# Anyone seeing poults?



## JHannah92 (May 8, 2017)

Club president found a poult this morning. I've never seen any this early. Of course, our birds were going hot and heavy in mid Feb, and haven't been gobbling at all the last few weeks. Anyone else seeing any poults yet?


----------



## kmckinnie (May 8, 2017)

Seen one hen with a bunch of them last week. 
I see a hen every year 1st of May somewhere.


----------



## kmckinnie (May 8, 2017)

28 days to hatch.


----------



## DRBugman85 (May 8, 2017)

3 hens with poult's in the last week about 40 bitty size.Now just need the  owls to leave  alone.


----------



## JoPa (May 8, 2017)

I saw one last weekend with 7-8 poults in tow.  Burke County.


----------



## tknight (May 8, 2017)

No poults, but did bump a hen that was sitting on 11 eggs!


----------



## Timber1 (May 8, 2017)

tknight said:


> No poults, but did bump a hen that was sitting on 11 eggs!



Did you put a game cam on them as GON suggested.


----------



## kmckinnie (May 8, 2017)

Timber1 said:


> Did you put a game cam on them as GON suggested.



Lols. I seen that post & thought about that.


----------



## Luke0927 (May 8, 2017)

Last Wednesday I found a nest just started had only 1 egg so far.  This is in the mountains.


----------



## QuackAddict (May 8, 2017)

I ah e not seen any yet. 

She sure didn't hide that nest very good.


----------



## tknight (May 9, 2017)

I have thought about it but its on public land...so?.


----------



## Luke0927 (May 9, 2017)

QuackAddict said:


> I ah e not seen any yet.
> 
> She sure didn't hide that nest very good.



Same thing I thought Not sure if that nest will make it, that's at the base of a big pine tree on a ridge below mountain laurels so lots of better places around...maybe a young hen?

It could have already been abandoned, I'll be back up this weekend going too take a look if anymore have been laid there.


----------



## Beagler282 (May 9, 2017)

Goals.
1. In the thread about poults, list every username whose post is quoted in another poster's reply.
2. According to the poults thread, how many eggs was the hen that tknight bumped sitting on?

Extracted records
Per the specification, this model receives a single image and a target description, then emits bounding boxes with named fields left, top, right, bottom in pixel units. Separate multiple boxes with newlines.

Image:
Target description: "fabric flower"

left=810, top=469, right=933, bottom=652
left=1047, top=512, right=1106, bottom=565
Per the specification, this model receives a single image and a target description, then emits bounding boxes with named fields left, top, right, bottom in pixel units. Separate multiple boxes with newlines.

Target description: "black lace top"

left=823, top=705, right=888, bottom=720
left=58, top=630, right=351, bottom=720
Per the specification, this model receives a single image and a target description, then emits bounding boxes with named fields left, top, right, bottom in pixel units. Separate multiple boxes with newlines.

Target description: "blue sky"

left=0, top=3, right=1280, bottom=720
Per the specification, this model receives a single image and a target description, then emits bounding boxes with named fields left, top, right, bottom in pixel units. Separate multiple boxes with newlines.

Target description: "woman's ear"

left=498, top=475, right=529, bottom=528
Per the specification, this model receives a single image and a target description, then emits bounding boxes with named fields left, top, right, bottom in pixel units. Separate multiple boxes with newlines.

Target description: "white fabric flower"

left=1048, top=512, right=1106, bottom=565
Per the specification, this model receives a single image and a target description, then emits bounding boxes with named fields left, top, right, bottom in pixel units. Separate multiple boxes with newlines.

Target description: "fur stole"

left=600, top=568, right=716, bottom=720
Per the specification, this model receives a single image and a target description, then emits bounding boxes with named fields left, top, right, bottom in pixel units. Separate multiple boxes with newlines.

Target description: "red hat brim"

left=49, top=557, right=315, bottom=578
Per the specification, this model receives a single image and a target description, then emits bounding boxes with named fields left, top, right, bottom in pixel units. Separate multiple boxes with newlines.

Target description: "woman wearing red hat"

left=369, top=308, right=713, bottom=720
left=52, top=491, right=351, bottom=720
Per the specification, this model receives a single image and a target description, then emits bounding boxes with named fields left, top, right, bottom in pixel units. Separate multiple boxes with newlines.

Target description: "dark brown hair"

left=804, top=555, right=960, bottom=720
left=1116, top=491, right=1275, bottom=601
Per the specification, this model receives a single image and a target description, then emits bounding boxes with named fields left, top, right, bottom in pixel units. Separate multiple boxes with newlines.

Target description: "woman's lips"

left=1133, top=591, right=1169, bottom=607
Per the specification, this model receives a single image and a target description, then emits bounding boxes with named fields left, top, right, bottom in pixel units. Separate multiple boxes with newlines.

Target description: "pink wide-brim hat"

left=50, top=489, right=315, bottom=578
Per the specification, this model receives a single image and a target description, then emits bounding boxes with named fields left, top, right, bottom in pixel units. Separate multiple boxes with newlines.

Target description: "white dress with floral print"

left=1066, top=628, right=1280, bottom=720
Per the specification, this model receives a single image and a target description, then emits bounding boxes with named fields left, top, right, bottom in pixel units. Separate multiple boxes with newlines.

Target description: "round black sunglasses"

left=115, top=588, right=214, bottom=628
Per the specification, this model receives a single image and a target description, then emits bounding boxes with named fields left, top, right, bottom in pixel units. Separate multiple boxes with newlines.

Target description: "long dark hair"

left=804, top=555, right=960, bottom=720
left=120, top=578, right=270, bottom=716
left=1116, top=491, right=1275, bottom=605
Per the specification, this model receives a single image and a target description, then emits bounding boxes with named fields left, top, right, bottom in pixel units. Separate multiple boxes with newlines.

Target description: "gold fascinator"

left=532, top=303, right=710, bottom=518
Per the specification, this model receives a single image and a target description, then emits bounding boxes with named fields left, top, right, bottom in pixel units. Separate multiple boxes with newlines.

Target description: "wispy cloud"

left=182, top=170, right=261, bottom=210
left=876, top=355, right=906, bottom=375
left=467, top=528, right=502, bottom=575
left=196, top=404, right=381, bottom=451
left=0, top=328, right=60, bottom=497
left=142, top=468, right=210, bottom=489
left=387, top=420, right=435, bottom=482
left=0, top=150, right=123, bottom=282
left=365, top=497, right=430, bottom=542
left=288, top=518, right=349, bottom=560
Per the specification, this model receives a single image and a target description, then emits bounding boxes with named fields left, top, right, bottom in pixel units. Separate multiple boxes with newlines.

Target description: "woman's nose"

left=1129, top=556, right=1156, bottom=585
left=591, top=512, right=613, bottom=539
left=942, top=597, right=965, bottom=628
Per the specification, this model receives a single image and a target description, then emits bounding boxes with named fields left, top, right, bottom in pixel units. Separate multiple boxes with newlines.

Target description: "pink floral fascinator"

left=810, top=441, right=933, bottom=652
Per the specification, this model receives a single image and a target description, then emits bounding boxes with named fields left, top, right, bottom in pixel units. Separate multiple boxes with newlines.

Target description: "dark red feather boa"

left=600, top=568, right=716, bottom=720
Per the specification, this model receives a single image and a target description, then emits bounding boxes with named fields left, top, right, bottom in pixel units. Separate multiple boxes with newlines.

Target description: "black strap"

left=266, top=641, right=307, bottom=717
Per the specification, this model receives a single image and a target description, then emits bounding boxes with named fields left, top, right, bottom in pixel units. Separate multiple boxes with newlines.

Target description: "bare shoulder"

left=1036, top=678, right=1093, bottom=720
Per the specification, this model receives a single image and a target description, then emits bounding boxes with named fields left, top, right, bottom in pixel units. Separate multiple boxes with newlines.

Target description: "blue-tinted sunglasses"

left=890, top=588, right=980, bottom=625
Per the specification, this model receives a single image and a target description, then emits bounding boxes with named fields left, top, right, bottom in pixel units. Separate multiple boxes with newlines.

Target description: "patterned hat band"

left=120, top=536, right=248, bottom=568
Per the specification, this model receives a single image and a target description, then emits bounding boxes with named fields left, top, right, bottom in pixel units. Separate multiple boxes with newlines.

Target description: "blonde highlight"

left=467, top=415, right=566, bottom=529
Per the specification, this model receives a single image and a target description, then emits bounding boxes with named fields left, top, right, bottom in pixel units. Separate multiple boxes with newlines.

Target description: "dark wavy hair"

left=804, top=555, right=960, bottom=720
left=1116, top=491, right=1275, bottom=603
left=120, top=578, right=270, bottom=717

The replies.
1. tknight, Timber1, QuackAddict

2. 11 eggs